### Raw records:
======
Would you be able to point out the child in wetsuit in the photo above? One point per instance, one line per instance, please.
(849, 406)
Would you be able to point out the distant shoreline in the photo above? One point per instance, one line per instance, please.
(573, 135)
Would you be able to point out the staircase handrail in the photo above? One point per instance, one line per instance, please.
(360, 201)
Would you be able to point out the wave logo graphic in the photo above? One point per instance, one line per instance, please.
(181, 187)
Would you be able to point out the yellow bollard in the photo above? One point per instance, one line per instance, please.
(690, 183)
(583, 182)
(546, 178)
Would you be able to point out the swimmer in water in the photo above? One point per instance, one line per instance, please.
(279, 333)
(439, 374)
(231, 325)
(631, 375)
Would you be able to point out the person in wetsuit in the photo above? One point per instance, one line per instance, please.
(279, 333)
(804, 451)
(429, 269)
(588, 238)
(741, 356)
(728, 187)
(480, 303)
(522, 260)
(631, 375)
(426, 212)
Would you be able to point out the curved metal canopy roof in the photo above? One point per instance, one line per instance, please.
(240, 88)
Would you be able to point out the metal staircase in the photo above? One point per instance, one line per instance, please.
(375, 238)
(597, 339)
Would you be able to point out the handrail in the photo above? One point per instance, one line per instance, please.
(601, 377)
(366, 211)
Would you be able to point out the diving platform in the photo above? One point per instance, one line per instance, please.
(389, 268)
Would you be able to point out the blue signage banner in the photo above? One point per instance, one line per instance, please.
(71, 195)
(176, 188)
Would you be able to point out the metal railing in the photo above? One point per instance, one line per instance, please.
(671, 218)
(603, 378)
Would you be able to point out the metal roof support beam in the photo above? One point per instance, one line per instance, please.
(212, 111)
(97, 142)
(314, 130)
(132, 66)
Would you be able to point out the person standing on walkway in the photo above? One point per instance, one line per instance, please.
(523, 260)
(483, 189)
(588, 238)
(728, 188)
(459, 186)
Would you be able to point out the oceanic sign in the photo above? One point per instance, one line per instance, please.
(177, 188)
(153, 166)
======
### What is asked:
Copy out the lines of the data word for word, starting at the line that contains "Would you be able to point out the oceanic" and ending at the last line of the data.

### Complete output:
Would you be able to point out the oceanic sign in the photo above? One point per instance, one line per instance, please.
(177, 188)
(153, 166)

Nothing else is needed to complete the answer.